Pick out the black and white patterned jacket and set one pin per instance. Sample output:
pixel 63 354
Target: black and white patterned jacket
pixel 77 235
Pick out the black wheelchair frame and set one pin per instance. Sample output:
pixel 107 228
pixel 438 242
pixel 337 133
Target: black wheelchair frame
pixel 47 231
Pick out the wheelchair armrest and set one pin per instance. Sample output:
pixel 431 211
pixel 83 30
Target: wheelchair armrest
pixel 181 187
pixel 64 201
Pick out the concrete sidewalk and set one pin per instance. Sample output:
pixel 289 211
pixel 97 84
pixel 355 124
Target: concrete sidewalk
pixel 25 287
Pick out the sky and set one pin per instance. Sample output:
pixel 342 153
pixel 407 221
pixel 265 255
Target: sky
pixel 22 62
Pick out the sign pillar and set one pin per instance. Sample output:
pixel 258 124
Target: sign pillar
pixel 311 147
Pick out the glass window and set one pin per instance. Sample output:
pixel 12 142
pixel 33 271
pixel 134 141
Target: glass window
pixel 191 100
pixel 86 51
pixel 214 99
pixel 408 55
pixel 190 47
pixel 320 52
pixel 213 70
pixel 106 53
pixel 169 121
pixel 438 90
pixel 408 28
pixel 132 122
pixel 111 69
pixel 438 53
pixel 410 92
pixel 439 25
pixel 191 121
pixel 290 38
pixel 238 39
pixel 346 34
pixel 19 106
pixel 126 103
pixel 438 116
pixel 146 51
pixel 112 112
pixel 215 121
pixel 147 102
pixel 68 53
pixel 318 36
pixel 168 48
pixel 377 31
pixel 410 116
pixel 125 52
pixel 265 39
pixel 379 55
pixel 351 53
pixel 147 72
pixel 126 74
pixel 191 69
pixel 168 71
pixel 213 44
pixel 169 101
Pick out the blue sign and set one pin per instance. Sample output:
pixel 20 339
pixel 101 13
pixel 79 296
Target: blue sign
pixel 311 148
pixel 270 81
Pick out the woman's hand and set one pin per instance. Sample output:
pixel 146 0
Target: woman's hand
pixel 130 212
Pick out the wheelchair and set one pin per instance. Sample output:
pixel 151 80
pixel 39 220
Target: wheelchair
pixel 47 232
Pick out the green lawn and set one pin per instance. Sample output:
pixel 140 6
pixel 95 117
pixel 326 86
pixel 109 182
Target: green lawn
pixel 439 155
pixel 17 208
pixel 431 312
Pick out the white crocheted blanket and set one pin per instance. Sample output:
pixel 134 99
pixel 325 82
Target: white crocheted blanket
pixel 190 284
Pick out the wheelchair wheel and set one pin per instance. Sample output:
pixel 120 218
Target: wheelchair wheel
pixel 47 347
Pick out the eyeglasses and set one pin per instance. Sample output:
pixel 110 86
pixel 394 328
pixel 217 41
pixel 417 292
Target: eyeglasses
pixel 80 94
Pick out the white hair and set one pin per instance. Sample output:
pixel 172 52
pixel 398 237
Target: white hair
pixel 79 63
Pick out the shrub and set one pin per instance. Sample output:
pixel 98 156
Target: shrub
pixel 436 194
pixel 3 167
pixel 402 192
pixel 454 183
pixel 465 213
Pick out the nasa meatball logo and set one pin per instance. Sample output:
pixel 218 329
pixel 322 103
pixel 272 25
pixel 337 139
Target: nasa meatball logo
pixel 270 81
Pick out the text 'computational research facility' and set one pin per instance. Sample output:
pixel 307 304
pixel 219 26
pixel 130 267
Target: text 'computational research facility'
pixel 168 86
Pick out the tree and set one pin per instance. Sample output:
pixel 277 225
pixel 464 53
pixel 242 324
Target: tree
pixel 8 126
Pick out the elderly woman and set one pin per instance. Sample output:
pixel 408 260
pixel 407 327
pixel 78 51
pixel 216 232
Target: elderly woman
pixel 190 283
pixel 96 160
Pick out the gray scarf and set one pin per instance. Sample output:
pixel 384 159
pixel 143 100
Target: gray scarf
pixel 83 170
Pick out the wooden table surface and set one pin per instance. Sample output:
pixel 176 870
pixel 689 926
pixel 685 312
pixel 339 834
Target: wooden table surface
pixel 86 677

────────────────────

Copy out the lines of the listing above word for word, from its first line through the line holding "pixel 64 201", inclusive.

Pick out the black and white patterned jacket and set one pin per instance. Sample output:
pixel 63 354
Target: black and white patterned jacket
pixel 77 235
Pick out the black wheelchair frame and set one pin per instance. Sample output:
pixel 107 228
pixel 438 242
pixel 337 133
Target: black wheelchair frame
pixel 47 231
Pick out the wheelchair armrest and set one pin per instance. Sample output:
pixel 431 211
pixel 83 30
Target: wheelchair armrest
pixel 181 187
pixel 64 201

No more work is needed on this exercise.